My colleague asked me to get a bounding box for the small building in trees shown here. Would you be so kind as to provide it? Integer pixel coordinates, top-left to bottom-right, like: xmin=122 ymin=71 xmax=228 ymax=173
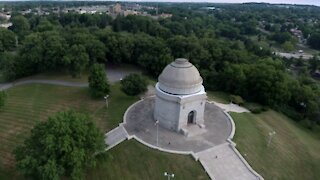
xmin=154 ymin=58 xmax=207 ymax=134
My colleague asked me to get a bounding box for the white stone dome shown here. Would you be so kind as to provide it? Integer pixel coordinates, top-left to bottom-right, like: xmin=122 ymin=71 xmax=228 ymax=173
xmin=158 ymin=58 xmax=203 ymax=95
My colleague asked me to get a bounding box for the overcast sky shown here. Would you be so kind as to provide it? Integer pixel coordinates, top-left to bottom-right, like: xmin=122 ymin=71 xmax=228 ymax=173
xmin=0 ymin=0 xmax=319 ymax=6
xmin=116 ymin=0 xmax=320 ymax=6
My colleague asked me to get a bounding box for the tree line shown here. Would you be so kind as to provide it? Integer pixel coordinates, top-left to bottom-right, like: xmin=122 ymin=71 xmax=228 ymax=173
xmin=0 ymin=4 xmax=319 ymax=128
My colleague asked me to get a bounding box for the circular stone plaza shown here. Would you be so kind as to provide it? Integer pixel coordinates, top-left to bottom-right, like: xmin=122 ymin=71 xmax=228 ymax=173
xmin=106 ymin=58 xmax=263 ymax=180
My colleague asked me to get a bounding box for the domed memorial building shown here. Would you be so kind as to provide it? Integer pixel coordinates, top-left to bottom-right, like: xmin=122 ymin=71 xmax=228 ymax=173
xmin=120 ymin=58 xmax=262 ymax=180
xmin=154 ymin=58 xmax=207 ymax=134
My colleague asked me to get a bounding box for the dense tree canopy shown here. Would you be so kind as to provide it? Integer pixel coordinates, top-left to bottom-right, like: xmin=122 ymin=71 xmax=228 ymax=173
xmin=14 ymin=110 xmax=105 ymax=180
xmin=0 ymin=28 xmax=16 ymax=51
xmin=308 ymin=33 xmax=320 ymax=50
xmin=88 ymin=63 xmax=110 ymax=98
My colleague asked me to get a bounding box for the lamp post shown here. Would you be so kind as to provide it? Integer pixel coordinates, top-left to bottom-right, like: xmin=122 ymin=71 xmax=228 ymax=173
xmin=155 ymin=120 xmax=159 ymax=147
xmin=164 ymin=172 xmax=174 ymax=180
xmin=104 ymin=95 xmax=109 ymax=108
xmin=267 ymin=131 xmax=276 ymax=147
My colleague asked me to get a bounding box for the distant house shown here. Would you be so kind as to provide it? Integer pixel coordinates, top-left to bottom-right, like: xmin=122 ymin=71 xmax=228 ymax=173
xmin=159 ymin=13 xmax=172 ymax=18
xmin=290 ymin=28 xmax=306 ymax=44
xmin=0 ymin=12 xmax=11 ymax=20
xmin=111 ymin=3 xmax=121 ymax=14
xmin=123 ymin=10 xmax=139 ymax=17
xmin=0 ymin=22 xmax=12 ymax=28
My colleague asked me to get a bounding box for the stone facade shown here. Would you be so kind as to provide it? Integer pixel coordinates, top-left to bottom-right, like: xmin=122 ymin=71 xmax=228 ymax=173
xmin=153 ymin=58 xmax=207 ymax=133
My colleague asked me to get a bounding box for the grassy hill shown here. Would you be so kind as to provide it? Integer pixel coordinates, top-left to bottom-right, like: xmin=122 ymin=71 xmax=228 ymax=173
xmin=207 ymin=90 xmax=320 ymax=179
xmin=232 ymin=111 xmax=320 ymax=180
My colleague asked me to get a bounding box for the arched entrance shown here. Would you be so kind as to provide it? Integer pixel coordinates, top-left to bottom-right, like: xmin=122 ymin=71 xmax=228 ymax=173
xmin=188 ymin=111 xmax=196 ymax=124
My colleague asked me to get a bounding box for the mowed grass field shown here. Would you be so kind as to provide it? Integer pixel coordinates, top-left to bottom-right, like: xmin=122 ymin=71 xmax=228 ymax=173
xmin=231 ymin=111 xmax=320 ymax=180
xmin=0 ymin=83 xmax=208 ymax=180
xmin=87 ymin=140 xmax=209 ymax=180
xmin=0 ymin=83 xmax=138 ymax=176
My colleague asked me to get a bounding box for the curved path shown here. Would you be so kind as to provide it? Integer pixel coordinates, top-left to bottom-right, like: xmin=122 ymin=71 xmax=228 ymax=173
xmin=0 ymin=64 xmax=141 ymax=90
xmin=106 ymin=97 xmax=263 ymax=180
xmin=0 ymin=79 xmax=88 ymax=90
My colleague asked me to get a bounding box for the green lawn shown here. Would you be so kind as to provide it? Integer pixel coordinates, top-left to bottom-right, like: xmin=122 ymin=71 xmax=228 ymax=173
xmin=87 ymin=140 xmax=209 ymax=180
xmin=0 ymin=83 xmax=207 ymax=179
xmin=232 ymin=111 xmax=320 ymax=180
xmin=20 ymin=71 xmax=89 ymax=83
xmin=0 ymin=83 xmax=137 ymax=176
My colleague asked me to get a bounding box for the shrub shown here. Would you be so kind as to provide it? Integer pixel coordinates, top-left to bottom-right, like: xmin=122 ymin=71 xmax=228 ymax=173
xmin=121 ymin=74 xmax=147 ymax=96
xmin=244 ymin=102 xmax=268 ymax=114
xmin=230 ymin=95 xmax=244 ymax=106
xmin=88 ymin=63 xmax=110 ymax=98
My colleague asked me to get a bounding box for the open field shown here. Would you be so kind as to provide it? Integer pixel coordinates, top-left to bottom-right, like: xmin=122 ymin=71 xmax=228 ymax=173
xmin=0 ymin=83 xmax=138 ymax=175
xmin=231 ymin=111 xmax=320 ymax=180
xmin=20 ymin=71 xmax=90 ymax=83
xmin=0 ymin=83 xmax=208 ymax=180
xmin=87 ymin=140 xmax=209 ymax=180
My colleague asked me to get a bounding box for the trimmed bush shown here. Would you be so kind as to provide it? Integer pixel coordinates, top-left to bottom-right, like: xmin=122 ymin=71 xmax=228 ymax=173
xmin=230 ymin=95 xmax=244 ymax=106
xmin=121 ymin=74 xmax=147 ymax=96
xmin=88 ymin=63 xmax=110 ymax=98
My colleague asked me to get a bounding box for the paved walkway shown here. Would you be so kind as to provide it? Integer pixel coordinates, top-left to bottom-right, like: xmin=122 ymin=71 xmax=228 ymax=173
xmin=213 ymin=102 xmax=250 ymax=113
xmin=123 ymin=98 xmax=232 ymax=153
xmin=119 ymin=97 xmax=263 ymax=180
xmin=106 ymin=64 xmax=141 ymax=83
xmin=0 ymin=79 xmax=87 ymax=90
xmin=196 ymin=143 xmax=261 ymax=180
xmin=105 ymin=125 xmax=128 ymax=150
xmin=0 ymin=65 xmax=140 ymax=90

============================================================

* **What the exercise asks**
Copy all of the data word for word, and keep the pictures out of it.

* **Output of the exercise**
My colleague asked me to get a bounding box for the small building in trees shown here. Would you be so kind as to provide it? Integer pixel coordinates, top-left to bottom-right, like: xmin=122 ymin=71 xmax=228 ymax=173
xmin=154 ymin=58 xmax=207 ymax=134
My colleague asked me to get a bounding box for the white stone dome shown here. Would you be so kind as to provide it? Integer pixel coordinates, top-left to bottom-right, like: xmin=122 ymin=71 xmax=228 ymax=173
xmin=158 ymin=58 xmax=203 ymax=95
My colleague asked me to get a bounding box for the overcast sky shown here. Would you be so kind as to provide it? Integer pixel coordinates, top-left to bottom-right, like: xmin=122 ymin=71 xmax=228 ymax=173
xmin=0 ymin=0 xmax=319 ymax=6
xmin=116 ymin=0 xmax=320 ymax=6
My colleague asked me to get a bounding box for the tree line shown here. Would you be so kind as to provide it? Integer pixel coordinates, top-left to bottom-right, like: xmin=122 ymin=71 xmax=228 ymax=173
xmin=0 ymin=4 xmax=319 ymax=128
My colleague asked me to get a bounding box for the circular stone plaza shown here. Would you be so kind as to provide it? Integer pixel coordinates, top-left to bottom-right, like: xmin=122 ymin=71 xmax=228 ymax=173
xmin=106 ymin=58 xmax=263 ymax=180
My colleague asked me to get a bounding box for the domed memorial building shown here. Would you be so kind as to provide it? Integer pixel coordinates, top-left to bottom-right, like: xmin=122 ymin=71 xmax=228 ymax=173
xmin=120 ymin=58 xmax=262 ymax=180
xmin=154 ymin=58 xmax=207 ymax=134
My colleague asked me to get a bounding box for the dense tree canopy shown here. Would you be so kind as to provide it? Integer pixel coordinates, top-left to bottom-right, like: xmin=122 ymin=71 xmax=228 ymax=173
xmin=14 ymin=110 xmax=105 ymax=180
xmin=0 ymin=28 xmax=16 ymax=51
xmin=308 ymin=33 xmax=320 ymax=50
xmin=88 ymin=63 xmax=110 ymax=98
My colleague asked me to get a bounding box for the lamp post shown here. Would you be so kind as to provide it? Integer pixel coordinates, top-left to bottom-right, like: xmin=122 ymin=71 xmax=228 ymax=173
xmin=155 ymin=120 xmax=159 ymax=147
xmin=164 ymin=172 xmax=174 ymax=180
xmin=104 ymin=95 xmax=109 ymax=108
xmin=267 ymin=131 xmax=276 ymax=147
My colleague asked me to get a bounding box for the distant house shown here. Would you be so kind as to provide it? Integer pixel coordinates, top-left to bottom-right, like: xmin=122 ymin=71 xmax=228 ymax=173
xmin=159 ymin=13 xmax=172 ymax=18
xmin=290 ymin=28 xmax=306 ymax=44
xmin=0 ymin=12 xmax=11 ymax=20
xmin=111 ymin=3 xmax=121 ymax=14
xmin=123 ymin=10 xmax=139 ymax=17
xmin=0 ymin=22 xmax=12 ymax=28
My colleague asked me to get a bounding box for the stone facade shown here. Would you be so kind as to provide it? Integer pixel coordinates, top-left to bottom-right, like: xmin=122 ymin=71 xmax=228 ymax=173
xmin=153 ymin=58 xmax=207 ymax=133
My colleague asked me to get a bounding box for the grassy hill shown here. Would you be so kind as to provide it? Integer pixel coordinates, top-left to bottom-right, like: xmin=122 ymin=71 xmax=228 ymax=173
xmin=207 ymin=90 xmax=320 ymax=179
xmin=232 ymin=111 xmax=320 ymax=180
My colleague asked me to get a bounding box for the arched entrance shown here. Would you be so kind as to provide it? Integer pixel coordinates, top-left to bottom-right, like: xmin=122 ymin=71 xmax=228 ymax=173
xmin=188 ymin=111 xmax=196 ymax=124
My colleague asked me to get a bounding box for the mowed grass field shown here. Would you be so kind as to provide it? Integer pixel coordinates, top-left to bottom-right, like: xmin=122 ymin=71 xmax=228 ymax=173
xmin=231 ymin=111 xmax=320 ymax=180
xmin=0 ymin=83 xmax=208 ymax=180
xmin=87 ymin=140 xmax=209 ymax=180
xmin=0 ymin=83 xmax=138 ymax=176
My colleague asked me to get a bounding box for the curved path shown here. Would you be so kind as to provide it? Integer pixel coordinates, top-left to bottom-right, like: xmin=122 ymin=71 xmax=228 ymax=173
xmin=0 ymin=64 xmax=141 ymax=90
xmin=106 ymin=97 xmax=263 ymax=180
xmin=0 ymin=79 xmax=88 ymax=90
My colleague asked me to get a bounding box for the green lawn shown here. Would you be so kind as to provide it? Integer pixel coordinates, top-left to bottom-right, like: xmin=122 ymin=71 xmax=228 ymax=173
xmin=87 ymin=140 xmax=209 ymax=180
xmin=0 ymin=83 xmax=207 ymax=179
xmin=232 ymin=111 xmax=320 ymax=180
xmin=20 ymin=71 xmax=89 ymax=83
xmin=0 ymin=83 xmax=137 ymax=176
My colleague asked me to get a bounding box for the shrub shown here. Would you be so kind as to provide it? Integer pixel coordinates, top-left to bottom-right, like: xmin=122 ymin=71 xmax=228 ymax=173
xmin=121 ymin=74 xmax=147 ymax=96
xmin=244 ymin=102 xmax=268 ymax=114
xmin=230 ymin=95 xmax=244 ymax=106
xmin=88 ymin=63 xmax=110 ymax=98
My colleague asked me to get a bounding box for the open field shown here. Would you be so kind as to provide it? Integer pixel coordinates, top-left to bottom-right, like: xmin=122 ymin=71 xmax=228 ymax=173
xmin=0 ymin=83 xmax=138 ymax=175
xmin=231 ymin=111 xmax=320 ymax=180
xmin=20 ymin=71 xmax=90 ymax=83
xmin=0 ymin=83 xmax=208 ymax=180
xmin=87 ymin=140 xmax=209 ymax=180
My colleague asked me to get a bounding box for the trimmed bush shown here. Would you be so kind as to provide it? Integer pixel coordinates, top-left to bottom-right, like: xmin=122 ymin=71 xmax=228 ymax=173
xmin=230 ymin=95 xmax=244 ymax=106
xmin=121 ymin=74 xmax=147 ymax=96
xmin=88 ymin=63 xmax=110 ymax=98
My colleague asked me to get a bounding box for the paved walkway shown here. Would you be so kind as to provide it? Integer pixel coordinates, top-left to bottom-right, like: xmin=122 ymin=71 xmax=228 ymax=173
xmin=213 ymin=102 xmax=250 ymax=113
xmin=123 ymin=98 xmax=232 ymax=153
xmin=119 ymin=97 xmax=263 ymax=180
xmin=106 ymin=64 xmax=141 ymax=83
xmin=0 ymin=79 xmax=87 ymax=90
xmin=196 ymin=143 xmax=261 ymax=180
xmin=105 ymin=125 xmax=128 ymax=150
xmin=0 ymin=65 xmax=140 ymax=90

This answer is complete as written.